>> begin

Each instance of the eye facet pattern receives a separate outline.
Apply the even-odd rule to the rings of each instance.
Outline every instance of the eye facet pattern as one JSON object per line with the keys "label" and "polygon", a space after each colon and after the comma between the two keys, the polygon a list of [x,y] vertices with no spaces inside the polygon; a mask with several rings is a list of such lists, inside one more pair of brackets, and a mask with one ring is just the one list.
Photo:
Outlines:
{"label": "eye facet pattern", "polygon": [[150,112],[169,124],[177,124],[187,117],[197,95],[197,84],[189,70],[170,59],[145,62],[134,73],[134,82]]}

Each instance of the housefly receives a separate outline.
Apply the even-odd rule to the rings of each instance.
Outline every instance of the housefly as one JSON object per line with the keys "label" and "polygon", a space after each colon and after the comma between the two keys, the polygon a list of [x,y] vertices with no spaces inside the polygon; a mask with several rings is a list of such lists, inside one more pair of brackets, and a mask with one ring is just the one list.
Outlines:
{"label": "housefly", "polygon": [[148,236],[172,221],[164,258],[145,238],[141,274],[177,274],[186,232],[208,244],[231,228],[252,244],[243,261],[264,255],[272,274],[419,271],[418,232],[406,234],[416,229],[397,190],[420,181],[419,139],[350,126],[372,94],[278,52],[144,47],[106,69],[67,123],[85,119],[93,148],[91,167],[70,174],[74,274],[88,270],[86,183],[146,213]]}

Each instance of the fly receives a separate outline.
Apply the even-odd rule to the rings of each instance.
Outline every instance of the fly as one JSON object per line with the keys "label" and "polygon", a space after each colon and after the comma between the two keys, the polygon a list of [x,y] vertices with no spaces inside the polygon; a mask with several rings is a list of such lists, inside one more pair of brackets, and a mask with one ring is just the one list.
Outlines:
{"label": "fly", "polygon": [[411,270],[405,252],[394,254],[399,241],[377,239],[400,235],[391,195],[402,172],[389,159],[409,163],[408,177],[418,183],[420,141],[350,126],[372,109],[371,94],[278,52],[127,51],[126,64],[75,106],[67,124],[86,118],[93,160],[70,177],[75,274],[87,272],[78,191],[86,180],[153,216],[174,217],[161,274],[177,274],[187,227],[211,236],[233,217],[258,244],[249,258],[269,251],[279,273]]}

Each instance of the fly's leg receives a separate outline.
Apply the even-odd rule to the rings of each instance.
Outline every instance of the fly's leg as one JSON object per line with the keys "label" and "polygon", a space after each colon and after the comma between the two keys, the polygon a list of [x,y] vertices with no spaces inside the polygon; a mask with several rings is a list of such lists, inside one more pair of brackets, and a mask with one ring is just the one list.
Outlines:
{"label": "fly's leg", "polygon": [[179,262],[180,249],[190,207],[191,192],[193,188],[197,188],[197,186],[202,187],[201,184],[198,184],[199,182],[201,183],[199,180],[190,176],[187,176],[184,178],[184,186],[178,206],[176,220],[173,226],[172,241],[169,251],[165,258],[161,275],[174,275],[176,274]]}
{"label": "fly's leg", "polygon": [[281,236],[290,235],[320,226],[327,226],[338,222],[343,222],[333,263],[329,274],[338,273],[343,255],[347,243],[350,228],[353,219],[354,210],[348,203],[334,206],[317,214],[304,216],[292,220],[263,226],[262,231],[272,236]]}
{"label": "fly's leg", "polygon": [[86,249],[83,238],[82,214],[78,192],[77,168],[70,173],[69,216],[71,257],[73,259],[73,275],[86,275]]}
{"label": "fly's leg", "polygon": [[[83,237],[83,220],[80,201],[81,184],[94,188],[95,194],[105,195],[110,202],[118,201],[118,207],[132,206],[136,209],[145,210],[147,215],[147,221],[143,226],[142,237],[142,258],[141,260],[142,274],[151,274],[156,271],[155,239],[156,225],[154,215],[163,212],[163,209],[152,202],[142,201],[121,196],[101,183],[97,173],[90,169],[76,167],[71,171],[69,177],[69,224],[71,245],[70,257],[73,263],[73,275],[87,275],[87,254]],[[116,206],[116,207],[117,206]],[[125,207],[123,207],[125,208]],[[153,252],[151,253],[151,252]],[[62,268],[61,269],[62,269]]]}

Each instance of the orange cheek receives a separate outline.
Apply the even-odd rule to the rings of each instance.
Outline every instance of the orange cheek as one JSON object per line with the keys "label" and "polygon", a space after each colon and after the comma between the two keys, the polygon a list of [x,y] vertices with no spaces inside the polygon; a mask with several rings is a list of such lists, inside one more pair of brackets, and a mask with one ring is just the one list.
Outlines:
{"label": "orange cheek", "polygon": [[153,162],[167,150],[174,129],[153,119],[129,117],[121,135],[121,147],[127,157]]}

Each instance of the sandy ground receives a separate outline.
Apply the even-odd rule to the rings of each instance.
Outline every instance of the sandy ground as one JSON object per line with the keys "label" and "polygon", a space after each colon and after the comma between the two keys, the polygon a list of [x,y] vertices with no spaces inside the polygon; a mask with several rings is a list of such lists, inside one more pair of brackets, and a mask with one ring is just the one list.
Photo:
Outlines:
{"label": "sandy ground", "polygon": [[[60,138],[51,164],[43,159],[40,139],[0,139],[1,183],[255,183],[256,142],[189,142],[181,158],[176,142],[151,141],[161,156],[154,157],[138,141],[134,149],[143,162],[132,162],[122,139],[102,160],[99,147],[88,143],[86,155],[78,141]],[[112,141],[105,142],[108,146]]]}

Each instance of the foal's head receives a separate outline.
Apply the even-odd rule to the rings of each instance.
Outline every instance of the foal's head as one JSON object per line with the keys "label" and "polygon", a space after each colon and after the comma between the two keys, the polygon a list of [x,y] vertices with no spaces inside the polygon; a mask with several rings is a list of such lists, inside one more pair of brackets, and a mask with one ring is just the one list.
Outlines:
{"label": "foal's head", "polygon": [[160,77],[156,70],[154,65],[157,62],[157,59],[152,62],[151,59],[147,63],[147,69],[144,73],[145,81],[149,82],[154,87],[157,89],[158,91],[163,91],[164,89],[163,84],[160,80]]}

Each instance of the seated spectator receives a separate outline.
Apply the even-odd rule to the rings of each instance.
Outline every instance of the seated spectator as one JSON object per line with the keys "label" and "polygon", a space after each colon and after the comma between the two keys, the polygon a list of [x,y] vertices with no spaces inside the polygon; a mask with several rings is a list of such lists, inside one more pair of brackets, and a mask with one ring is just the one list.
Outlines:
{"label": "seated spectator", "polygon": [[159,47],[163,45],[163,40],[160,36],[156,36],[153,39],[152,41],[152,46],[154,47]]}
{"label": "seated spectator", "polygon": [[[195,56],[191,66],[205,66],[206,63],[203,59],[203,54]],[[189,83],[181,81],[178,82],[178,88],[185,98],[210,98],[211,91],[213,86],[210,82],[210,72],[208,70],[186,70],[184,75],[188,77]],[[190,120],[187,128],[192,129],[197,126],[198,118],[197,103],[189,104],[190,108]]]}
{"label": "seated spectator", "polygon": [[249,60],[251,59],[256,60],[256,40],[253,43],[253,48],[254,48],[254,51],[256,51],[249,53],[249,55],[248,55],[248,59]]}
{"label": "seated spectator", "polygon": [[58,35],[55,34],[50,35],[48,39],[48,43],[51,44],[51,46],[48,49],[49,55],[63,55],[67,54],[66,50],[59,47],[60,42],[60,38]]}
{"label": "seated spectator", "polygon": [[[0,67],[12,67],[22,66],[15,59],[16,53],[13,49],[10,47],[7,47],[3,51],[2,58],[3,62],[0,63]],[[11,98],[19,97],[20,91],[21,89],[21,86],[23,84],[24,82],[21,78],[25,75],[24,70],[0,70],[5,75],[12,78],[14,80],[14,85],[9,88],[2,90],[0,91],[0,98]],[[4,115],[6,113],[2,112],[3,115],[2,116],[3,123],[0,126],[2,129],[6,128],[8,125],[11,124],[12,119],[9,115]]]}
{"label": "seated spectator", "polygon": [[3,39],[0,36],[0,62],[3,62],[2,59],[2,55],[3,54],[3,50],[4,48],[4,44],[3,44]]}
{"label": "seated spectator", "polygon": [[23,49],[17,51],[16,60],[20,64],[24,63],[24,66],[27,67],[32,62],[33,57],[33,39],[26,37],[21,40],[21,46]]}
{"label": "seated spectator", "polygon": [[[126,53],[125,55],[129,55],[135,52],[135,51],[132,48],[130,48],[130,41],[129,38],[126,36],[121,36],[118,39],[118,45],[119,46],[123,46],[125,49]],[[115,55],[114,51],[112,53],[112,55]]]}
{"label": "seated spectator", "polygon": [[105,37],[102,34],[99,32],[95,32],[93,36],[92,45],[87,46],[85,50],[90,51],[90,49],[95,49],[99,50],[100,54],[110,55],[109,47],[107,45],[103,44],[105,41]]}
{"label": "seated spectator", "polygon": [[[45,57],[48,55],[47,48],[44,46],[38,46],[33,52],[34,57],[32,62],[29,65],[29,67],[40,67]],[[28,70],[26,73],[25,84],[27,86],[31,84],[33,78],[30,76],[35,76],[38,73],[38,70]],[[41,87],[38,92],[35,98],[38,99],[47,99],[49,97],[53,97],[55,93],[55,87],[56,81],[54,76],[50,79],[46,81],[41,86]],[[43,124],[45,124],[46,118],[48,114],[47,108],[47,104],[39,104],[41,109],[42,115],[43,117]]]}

>> end
>> begin

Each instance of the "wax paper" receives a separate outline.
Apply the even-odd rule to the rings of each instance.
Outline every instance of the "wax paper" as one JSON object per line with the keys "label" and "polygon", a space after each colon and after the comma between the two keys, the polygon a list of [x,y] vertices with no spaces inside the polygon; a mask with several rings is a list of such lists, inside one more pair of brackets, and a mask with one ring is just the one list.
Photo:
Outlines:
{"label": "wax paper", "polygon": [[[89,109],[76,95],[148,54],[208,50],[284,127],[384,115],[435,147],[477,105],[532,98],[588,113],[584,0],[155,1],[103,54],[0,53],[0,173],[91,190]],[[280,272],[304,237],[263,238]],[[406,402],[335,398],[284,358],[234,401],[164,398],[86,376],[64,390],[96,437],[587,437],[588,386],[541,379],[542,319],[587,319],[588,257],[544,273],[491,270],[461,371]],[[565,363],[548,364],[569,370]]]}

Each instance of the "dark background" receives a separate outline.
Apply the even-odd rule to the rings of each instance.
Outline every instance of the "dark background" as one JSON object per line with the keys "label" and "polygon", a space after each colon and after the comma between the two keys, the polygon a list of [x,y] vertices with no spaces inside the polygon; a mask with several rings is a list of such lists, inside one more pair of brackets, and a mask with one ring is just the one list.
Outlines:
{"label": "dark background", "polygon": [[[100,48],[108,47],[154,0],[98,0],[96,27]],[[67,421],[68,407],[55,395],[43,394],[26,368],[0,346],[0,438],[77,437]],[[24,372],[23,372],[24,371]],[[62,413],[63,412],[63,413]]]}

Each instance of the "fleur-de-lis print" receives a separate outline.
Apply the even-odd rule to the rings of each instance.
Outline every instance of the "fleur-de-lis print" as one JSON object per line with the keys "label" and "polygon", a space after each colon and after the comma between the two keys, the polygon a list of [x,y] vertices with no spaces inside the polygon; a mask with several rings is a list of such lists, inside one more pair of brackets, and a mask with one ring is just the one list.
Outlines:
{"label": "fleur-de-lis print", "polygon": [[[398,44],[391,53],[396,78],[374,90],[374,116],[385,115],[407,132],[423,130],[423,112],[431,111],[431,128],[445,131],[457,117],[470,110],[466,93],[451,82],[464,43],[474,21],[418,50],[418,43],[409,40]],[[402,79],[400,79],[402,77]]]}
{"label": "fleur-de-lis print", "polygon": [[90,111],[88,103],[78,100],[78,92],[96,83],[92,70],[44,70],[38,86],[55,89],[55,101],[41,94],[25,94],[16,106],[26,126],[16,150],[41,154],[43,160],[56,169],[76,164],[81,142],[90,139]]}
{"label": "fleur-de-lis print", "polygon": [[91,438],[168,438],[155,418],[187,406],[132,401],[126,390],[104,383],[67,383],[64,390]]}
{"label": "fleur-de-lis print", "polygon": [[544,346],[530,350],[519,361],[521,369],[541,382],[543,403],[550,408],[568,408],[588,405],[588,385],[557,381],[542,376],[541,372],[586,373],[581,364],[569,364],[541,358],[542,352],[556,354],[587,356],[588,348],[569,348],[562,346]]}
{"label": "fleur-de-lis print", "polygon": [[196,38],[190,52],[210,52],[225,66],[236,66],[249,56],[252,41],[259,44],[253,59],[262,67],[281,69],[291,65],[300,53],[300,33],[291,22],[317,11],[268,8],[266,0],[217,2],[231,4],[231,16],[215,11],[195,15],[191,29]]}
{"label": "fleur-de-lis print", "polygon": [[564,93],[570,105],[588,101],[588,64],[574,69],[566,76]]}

>> end

◆ What to work on ◆
State how many lines of the material contain the string "cheek", with case counting. Give only the number.

◆ Result below ◆
3